--- INPUT DATA ---
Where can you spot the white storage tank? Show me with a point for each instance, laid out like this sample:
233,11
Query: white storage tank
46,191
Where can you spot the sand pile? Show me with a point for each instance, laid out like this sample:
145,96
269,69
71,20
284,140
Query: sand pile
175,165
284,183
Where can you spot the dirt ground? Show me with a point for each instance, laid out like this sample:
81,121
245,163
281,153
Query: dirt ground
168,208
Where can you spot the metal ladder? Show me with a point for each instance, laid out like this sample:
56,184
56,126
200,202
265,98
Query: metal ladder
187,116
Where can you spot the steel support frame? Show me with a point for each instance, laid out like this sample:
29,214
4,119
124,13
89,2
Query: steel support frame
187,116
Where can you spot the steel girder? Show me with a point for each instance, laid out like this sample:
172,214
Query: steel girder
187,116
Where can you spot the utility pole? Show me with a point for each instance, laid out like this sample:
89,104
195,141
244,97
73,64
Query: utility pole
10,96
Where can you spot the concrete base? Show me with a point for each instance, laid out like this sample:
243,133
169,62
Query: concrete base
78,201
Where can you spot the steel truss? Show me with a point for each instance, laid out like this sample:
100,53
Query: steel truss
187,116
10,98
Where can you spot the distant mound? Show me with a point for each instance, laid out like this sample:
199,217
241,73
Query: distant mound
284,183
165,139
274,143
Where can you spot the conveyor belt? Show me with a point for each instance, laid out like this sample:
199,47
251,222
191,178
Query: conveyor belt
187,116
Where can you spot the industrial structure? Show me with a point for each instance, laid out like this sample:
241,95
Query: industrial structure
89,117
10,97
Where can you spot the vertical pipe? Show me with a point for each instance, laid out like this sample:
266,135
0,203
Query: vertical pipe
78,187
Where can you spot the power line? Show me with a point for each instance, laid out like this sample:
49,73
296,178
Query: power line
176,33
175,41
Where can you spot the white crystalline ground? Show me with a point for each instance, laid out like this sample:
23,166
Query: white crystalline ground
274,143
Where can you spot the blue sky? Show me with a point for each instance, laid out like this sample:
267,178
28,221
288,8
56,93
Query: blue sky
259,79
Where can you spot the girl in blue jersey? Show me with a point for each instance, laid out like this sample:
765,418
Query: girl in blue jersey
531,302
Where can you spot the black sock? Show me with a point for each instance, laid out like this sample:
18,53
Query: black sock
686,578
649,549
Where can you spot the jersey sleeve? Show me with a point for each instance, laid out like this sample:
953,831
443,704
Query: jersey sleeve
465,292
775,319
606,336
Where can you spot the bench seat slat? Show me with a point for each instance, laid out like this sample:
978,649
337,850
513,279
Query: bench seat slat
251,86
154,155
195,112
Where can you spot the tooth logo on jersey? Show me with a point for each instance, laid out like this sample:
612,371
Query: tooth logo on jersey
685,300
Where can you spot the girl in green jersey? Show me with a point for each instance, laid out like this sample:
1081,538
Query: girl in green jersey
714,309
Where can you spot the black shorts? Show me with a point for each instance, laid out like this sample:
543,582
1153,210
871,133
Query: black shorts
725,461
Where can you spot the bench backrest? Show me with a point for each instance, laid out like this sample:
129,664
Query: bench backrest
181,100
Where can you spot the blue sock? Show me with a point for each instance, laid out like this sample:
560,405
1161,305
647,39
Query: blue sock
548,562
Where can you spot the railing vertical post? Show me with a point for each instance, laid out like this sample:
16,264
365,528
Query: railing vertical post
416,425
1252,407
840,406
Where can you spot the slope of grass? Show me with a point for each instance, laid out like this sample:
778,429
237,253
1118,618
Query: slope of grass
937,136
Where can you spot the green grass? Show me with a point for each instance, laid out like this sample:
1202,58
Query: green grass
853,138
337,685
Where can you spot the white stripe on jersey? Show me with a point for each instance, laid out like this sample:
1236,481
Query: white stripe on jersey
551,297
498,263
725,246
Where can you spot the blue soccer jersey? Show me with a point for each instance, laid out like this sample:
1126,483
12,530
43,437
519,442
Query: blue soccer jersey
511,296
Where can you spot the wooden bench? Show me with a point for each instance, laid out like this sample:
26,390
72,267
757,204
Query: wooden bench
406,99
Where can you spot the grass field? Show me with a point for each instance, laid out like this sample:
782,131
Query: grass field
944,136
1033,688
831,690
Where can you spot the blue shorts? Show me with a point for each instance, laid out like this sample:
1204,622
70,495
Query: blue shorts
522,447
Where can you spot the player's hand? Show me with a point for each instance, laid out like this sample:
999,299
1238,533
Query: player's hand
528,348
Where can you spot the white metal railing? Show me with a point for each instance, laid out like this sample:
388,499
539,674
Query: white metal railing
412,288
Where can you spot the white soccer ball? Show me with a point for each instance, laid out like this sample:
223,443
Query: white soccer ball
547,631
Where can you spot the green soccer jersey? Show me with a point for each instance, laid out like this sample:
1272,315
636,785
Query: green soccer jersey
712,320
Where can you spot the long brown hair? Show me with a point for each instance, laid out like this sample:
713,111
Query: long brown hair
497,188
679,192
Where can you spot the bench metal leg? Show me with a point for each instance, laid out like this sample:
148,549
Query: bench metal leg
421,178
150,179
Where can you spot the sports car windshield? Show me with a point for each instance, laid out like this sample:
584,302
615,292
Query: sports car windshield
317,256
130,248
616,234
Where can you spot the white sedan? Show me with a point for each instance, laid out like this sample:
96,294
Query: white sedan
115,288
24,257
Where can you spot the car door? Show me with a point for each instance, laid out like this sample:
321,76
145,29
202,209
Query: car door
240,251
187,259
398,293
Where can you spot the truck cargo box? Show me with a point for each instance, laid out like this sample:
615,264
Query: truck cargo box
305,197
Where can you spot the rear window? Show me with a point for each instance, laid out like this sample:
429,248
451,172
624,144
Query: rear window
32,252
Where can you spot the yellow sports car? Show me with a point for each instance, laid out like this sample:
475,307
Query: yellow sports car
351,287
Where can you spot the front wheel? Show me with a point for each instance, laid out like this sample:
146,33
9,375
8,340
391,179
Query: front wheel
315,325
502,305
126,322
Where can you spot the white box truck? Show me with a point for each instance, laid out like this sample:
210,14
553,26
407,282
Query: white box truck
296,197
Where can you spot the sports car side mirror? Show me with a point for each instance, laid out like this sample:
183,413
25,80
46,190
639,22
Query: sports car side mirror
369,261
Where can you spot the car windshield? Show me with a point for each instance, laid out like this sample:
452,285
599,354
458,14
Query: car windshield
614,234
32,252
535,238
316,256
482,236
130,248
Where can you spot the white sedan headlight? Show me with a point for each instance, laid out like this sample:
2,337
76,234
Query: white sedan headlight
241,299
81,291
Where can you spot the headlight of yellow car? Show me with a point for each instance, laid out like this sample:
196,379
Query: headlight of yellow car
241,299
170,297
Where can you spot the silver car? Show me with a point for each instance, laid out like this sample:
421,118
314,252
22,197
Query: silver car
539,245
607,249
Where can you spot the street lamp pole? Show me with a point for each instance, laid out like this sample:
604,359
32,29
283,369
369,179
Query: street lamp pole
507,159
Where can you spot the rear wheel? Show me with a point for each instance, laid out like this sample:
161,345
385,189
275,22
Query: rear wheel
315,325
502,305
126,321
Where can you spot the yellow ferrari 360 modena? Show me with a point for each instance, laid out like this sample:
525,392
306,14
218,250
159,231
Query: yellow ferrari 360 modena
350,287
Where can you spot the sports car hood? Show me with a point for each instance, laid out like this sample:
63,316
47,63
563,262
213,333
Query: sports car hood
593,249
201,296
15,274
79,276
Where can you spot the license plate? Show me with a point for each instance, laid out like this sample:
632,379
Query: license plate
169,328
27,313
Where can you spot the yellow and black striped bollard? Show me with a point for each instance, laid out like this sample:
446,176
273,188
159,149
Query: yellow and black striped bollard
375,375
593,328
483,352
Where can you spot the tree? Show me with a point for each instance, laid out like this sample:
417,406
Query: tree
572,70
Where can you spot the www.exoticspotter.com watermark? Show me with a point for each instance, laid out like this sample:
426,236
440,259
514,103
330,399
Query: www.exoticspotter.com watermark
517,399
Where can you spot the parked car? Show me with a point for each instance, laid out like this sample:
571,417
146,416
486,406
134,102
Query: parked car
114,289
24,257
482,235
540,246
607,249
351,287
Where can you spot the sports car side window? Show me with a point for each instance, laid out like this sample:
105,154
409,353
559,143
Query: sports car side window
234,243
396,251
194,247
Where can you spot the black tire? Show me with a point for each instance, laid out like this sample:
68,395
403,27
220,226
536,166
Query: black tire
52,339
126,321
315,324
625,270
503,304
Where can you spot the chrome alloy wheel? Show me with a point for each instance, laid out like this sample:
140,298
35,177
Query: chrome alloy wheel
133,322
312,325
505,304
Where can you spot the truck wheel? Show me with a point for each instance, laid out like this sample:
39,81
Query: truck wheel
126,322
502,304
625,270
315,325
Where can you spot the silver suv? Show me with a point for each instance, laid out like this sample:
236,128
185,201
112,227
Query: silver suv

--- TASK ITEM ---
In the records above, return only the line that contains "Where can you spot the sports car hood?" and every line after it through the last, exactly as they appear.

--- OUTPUT ---
Where can you spot the sports car hood? Show me with a point for each instance, laid out like this sample:
63,316
47,63
563,262
213,333
Query: sports car hood
593,249
201,296
15,274
79,276
Where can you spot the license plate? Show me with a point for each instance, laid out like this sample:
632,379
Query: license plate
169,328
27,313
Where can you spot the yellow and black striped bollard? Show me with a point for each instance, laid out like this sample:
446,176
273,188
159,149
Query: yellow and black striped bollard
375,375
593,328
483,352
Where can you spot the tree? Show me with a point for each instance, laid out like this sample:
417,406
Query: tree
572,70
Where can you spot the www.exoticspotter.com watermark? Show me with a point for each instance, laid out like this sample:
426,236
440,259
514,103
330,399
Query: www.exoticspotter.com watermark
517,399
Where can you spot the parked car? Show me with a point for each instance, laid out like this sample:
571,417
146,416
486,406
134,102
Query: parked car
114,289
24,257
482,235
540,246
607,249
351,287
Where can you spot the sports car side window? Show me with a point for each instance, laid out like this sample:
105,154
409,353
559,143
Query: sports car side window
234,243
396,251
194,247
Where can you spot the black tire? Show me with a point for each instance, laid out like this sample:
68,395
403,27
220,226
536,166
Query: black tire
52,339
126,321
315,324
625,270
503,304
Where can you spot the chrome alloy wheel? Show me with a point for each instance, laid out like this sample:
140,298
35,177
Query: chrome alloy wheel
133,322
312,325
505,304
Where can you spot the truck wheel? Show me with a point for each instance, laid out like this sample:
39,81
Query: truck wheel
126,322
502,304
625,270
315,325
Where can you spot the silver suv? Show me with a point for each instance, laid out like this sample:
236,128
185,201
112,227
Query: silver suv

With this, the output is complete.